----- Belgeden Alıntı -----

Bir şeyin yokluğunu ispat etmekteki delillerin farklılık arz etmesiyle bir şeyin varlığını ispat etmekteki delillerin farklılık arz etmesi arasında nasıl bir fark var? Varlığı ispat etmekte kullanılan argümanlar kuvvet kazanırken, yokluğu ispat etmekte kullanılan argümanlar neden zayıf olarak görülüyor? Sonuçta iki taraf ta delillerini birçok yollarla farklı biçimlerde arz etmiyorlar mı? Yokluğu ispat eden deliller ile varlığı ispat eden delillerin bu mahiyetleri hakkında izah yapar mısınız?
“Nefiy ve inkâr edenler nefsü’l-emre bakmazlar; belki kendi nefislerine ve akıllarına ve gözlerine bakıp hükmediyorlar. Elbette birbirine kuvvet veremezler ve zahîr olmazlar. Çünkü, görmeye ve bilmeye mâni olan perdeler, sebepler ayrı ayrıdırlar. Herkes "Ben görmüyorum, benim yanımda ve itikadımda yoktur" diyebilir. Yoksa "Vakide yoktur" diyemez. Eğer dese hususen umum kâinata bakan iman meselelerinde dünya kadar büyük bir yalan olur ki, doğru diyemez ve doğrultulmaz.
Elhasıl: İspatta netice birdir, vâhiddir; tesanüd olur. Nefiyde ise bir değildir, müteaddittir. Ya "yanımda ve nazarımda" veya "itikadımda" gibi kayıtların herkese göre taaddüdüyle neticeler dahi taaddüt eder; daha tesanüd olmaz.” (7. Şua)

----- Veri Alıntısı -----

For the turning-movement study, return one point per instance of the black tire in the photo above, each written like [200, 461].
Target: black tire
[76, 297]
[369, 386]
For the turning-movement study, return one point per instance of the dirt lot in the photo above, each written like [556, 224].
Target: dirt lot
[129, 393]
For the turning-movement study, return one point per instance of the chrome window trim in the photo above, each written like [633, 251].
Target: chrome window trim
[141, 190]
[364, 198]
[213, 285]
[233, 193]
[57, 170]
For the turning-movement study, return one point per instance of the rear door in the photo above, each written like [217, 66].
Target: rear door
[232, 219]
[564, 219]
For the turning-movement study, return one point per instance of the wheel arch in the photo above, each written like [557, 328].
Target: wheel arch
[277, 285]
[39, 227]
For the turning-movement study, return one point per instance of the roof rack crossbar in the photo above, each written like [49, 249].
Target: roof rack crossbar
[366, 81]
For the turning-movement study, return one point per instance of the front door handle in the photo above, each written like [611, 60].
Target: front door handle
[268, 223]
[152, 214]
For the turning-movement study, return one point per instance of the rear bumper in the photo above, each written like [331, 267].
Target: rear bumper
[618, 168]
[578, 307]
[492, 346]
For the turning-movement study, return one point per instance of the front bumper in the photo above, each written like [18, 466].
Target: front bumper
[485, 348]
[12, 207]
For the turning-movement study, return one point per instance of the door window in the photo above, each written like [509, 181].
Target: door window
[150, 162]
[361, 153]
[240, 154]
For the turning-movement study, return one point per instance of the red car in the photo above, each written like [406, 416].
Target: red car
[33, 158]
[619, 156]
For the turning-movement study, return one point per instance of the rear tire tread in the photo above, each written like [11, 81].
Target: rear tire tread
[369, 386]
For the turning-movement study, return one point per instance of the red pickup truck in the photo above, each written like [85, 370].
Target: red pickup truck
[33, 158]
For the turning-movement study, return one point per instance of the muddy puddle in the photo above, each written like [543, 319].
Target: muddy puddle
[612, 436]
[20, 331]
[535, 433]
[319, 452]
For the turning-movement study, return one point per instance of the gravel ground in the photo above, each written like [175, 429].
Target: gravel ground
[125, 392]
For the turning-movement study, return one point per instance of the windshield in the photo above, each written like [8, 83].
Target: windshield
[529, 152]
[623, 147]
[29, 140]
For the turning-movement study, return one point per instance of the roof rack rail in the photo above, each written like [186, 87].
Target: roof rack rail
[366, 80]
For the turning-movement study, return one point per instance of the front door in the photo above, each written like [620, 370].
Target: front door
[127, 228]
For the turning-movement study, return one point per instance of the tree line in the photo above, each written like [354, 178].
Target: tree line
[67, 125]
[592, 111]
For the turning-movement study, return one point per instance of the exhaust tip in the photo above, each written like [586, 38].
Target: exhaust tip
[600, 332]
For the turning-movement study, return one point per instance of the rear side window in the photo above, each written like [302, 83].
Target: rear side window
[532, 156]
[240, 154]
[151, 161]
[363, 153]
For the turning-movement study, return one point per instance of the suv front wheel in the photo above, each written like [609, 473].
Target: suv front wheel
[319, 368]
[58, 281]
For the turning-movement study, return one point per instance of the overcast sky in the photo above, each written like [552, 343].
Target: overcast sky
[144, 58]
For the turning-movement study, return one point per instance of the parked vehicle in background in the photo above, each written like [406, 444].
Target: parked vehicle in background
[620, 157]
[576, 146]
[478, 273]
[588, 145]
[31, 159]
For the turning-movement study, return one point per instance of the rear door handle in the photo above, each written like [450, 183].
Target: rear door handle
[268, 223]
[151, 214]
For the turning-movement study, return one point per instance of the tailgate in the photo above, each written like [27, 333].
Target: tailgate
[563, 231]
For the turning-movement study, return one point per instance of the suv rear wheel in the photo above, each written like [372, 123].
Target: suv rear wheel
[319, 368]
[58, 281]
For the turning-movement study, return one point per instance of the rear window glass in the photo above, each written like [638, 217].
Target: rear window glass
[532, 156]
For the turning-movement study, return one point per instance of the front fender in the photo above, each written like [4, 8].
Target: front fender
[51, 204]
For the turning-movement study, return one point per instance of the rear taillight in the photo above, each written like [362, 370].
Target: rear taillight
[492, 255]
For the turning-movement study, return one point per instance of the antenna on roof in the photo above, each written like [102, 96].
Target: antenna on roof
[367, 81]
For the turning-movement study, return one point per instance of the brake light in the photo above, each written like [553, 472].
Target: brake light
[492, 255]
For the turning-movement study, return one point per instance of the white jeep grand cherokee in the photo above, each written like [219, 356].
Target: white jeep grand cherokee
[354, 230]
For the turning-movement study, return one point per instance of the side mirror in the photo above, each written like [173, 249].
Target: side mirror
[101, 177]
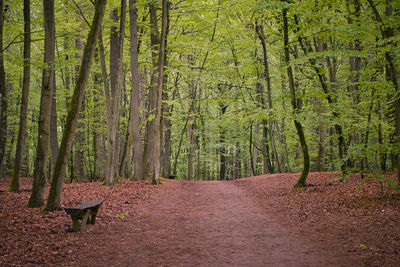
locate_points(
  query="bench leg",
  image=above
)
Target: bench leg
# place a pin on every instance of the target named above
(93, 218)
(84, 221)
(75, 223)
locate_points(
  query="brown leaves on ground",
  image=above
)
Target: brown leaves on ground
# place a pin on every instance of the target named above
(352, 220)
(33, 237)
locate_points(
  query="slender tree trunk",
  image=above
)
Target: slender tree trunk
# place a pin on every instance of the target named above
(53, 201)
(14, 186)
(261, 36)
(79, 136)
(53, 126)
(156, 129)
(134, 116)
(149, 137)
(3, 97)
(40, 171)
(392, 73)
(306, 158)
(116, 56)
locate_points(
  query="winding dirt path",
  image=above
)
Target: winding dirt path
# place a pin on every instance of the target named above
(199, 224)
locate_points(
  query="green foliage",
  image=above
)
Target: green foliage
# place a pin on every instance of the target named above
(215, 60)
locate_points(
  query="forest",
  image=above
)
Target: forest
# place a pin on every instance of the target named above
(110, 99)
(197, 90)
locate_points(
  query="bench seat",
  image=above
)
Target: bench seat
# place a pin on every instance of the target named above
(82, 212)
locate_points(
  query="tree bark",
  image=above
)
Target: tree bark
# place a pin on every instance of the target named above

-----

▶ _Sorular ve Görevler_:
(1) Varlık ve yokluğun ispatına dair metinden yararlanarak şu soruları cevaplayın:
(a) Nefiy ve inkâr edenler, nefsü'l-emre bakmak yerine neye bakarak hüküm veriyorlar?
(b) Metne göre herkes ne diyebilir, fakat ne diyemez?
(c) İspatta netice nasıldır ve bunun sonucunda ne olur?
(2) Varlık ve yokluğun ispatına dair metni kaldığı yerden alıp sürdürün.
Bu çalışmada materyale başvurmak gerekmez.

▶ _Görevlerin Cevapları_:
(1)
(a) Kendi nefislerine, akıllarına ve gözlerine bakarak hüküm veriyorlar.
(b) Herkes "Ben görmüyorum, benim yanımda ve itikadımda yoktur" diyebilir, fakat "Vakide yoktur" diyemez.
(c) İspatta netice birdir, vâhiddir ve tesanüd olur.

(2)
Yokluğu ispat etmekte kullanılan delillerin farklılığı tevhid etmezken, varlığı ispat eden deliller farklı bile olsa tevhid eder. Bu kelam alimlerinin de kullandığı külli bir kaidedir. Yani yoktur diyenlerin her birisi kendilerine mahsus ve kendilerine özel sebeplerden yola çıkarak “yoktur” diyorlar. Birinin bir sebepten dolayı yoktur demesi ile diğerinin başka bir sebepten dolayı yoktur demesi, sonucu ispat noktasında birbirini destekler mahiyette değildir. Yani “a” şahsının getirdiği delil “b” şahsının getirdiği delile katkı sağlamıyor. Mesela gece hilalin olmadığına ait öne sürülen delilleri inceleyelim. Biri o saatte evinde oturuyordu, diğeri uyuyordu, biri araba kullanıyordu, biri o gün gökyüzüne hiç bakmamıştı veya başka biri üç ay önce gökyüzüne bakmıştı. Bunlara dün geceki hilali gördünüz mü deseydik alacağımız cevap “hayır, görmedik” olacaktı. Şimdi hilalin görülmediğine dair öne sürülen bu farklı deliller ittifak etmediği için “hilal yoktur” demeleri onları bir araya getirmez. Aklı başında olan her adam diyecek ki sizin hilalin olmamasına yönelik farklı görüşleriniz bir bütünlük arz etmiyor. Bu yüzden iddialarınız geçersizdir. O gün hilali görmemeniz sadece sizi bağlar. Görememeniz ile ilgili delilleriniz hususidir, genel değildir. Tüm insanlığı teşmil edilecek umumi deliller değildir. Sırf sen o gün uyuduğun için tüm dünyaya hilal olmadı diye iddiada bulunamazsın.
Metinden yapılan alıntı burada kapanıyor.